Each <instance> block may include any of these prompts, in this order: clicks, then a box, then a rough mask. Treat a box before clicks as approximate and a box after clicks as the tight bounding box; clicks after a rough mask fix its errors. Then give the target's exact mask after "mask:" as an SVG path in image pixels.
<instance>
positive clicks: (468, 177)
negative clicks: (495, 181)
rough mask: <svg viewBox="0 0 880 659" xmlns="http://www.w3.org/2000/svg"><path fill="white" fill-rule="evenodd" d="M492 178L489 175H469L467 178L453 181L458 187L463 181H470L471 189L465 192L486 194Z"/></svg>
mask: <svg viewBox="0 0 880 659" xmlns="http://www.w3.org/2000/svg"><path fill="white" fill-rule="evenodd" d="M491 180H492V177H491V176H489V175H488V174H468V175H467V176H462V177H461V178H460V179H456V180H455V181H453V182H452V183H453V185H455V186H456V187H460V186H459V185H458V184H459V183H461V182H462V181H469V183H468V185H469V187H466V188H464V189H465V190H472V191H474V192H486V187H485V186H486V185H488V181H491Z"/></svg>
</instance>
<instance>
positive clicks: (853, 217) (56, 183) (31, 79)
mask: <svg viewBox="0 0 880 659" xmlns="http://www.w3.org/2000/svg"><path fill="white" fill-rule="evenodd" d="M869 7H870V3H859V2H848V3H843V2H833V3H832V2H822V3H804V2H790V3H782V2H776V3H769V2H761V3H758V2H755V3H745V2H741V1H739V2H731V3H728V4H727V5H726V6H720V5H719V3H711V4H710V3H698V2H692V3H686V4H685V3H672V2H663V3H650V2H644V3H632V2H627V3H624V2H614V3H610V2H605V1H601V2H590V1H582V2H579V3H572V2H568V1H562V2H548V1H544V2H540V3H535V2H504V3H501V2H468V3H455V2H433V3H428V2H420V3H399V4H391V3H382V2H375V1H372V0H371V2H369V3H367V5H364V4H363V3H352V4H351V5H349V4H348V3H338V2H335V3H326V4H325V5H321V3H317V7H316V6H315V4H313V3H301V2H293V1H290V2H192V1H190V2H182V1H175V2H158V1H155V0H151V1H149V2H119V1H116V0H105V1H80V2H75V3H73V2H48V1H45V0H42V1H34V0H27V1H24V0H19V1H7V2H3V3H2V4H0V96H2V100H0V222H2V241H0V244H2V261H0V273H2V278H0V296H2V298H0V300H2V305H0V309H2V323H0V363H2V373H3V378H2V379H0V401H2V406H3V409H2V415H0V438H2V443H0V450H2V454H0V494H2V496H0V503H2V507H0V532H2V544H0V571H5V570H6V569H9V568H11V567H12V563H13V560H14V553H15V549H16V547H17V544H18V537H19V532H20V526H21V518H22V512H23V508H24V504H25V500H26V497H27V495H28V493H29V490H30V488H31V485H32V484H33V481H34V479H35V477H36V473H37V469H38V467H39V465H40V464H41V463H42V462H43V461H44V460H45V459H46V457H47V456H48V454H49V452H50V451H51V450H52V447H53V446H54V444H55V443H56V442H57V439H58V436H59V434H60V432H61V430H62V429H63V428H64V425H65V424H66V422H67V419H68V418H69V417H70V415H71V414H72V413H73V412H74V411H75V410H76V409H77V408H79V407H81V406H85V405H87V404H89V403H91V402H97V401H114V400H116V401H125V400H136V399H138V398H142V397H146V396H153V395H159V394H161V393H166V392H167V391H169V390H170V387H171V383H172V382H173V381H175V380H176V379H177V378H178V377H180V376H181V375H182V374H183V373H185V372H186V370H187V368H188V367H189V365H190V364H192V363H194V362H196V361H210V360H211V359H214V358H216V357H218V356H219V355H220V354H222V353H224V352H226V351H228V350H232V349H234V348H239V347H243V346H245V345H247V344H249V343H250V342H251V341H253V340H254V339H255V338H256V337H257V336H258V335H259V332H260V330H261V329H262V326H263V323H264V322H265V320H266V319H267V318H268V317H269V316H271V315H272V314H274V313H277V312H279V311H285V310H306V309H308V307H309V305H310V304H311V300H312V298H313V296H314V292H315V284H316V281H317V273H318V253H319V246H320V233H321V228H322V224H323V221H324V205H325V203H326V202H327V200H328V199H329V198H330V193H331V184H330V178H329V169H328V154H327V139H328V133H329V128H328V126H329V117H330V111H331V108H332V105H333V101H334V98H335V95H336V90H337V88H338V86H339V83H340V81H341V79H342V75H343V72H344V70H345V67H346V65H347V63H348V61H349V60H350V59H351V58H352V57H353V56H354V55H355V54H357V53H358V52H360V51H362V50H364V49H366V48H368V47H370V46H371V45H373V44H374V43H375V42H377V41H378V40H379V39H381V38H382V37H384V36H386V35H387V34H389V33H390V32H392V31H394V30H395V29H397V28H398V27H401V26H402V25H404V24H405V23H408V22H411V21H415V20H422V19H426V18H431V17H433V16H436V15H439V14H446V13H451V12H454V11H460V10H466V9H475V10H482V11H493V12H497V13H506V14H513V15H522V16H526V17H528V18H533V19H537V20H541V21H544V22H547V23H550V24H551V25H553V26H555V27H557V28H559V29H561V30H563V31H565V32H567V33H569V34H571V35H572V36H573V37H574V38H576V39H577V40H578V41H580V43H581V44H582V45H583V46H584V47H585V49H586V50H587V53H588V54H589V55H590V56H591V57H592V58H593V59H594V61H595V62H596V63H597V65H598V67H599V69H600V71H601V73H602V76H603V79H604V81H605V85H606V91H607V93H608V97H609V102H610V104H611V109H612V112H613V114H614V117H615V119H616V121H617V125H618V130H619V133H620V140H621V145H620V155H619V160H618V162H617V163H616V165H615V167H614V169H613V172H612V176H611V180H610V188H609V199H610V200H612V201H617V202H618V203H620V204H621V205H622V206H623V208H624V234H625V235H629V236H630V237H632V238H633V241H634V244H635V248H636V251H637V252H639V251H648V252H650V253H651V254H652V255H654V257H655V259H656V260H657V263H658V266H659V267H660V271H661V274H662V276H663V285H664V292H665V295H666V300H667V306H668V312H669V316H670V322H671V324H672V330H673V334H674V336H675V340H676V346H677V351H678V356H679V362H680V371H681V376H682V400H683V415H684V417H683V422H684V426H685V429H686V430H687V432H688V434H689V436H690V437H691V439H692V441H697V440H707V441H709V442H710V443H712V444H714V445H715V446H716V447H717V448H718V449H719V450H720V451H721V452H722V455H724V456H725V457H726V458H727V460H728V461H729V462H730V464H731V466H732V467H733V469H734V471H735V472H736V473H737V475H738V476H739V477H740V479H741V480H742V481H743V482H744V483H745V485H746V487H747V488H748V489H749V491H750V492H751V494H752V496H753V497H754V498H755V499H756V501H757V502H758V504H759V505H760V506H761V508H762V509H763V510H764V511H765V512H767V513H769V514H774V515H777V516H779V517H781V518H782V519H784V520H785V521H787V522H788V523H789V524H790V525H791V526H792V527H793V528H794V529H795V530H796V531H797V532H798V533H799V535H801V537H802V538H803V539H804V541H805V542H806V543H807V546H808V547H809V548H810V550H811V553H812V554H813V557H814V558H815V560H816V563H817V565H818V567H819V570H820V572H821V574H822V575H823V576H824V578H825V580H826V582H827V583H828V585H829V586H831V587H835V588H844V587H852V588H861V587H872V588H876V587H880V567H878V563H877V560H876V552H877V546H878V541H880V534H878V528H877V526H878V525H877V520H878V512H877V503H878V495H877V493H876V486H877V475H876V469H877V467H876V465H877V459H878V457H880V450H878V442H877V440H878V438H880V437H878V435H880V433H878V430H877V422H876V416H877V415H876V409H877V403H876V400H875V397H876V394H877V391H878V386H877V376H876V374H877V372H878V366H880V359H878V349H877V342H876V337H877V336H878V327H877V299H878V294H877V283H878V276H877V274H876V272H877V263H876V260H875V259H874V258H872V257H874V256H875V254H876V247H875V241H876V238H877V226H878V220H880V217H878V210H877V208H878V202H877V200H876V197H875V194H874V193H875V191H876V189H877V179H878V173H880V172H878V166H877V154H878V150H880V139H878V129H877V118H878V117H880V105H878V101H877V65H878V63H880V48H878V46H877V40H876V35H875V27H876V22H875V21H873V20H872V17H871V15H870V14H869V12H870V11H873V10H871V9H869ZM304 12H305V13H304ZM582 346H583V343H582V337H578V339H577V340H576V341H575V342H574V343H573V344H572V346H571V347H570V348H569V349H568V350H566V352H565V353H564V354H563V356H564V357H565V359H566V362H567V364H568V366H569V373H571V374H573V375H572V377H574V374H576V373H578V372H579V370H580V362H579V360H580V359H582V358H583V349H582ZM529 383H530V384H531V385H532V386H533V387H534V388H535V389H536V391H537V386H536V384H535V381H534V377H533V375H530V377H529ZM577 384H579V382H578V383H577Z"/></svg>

→ What the task asks: For each line of the material that includes the word "positive", make a copy.

→ Result:
positive clicks: (468, 177)
positive clicks: (853, 217) (56, 183) (31, 79)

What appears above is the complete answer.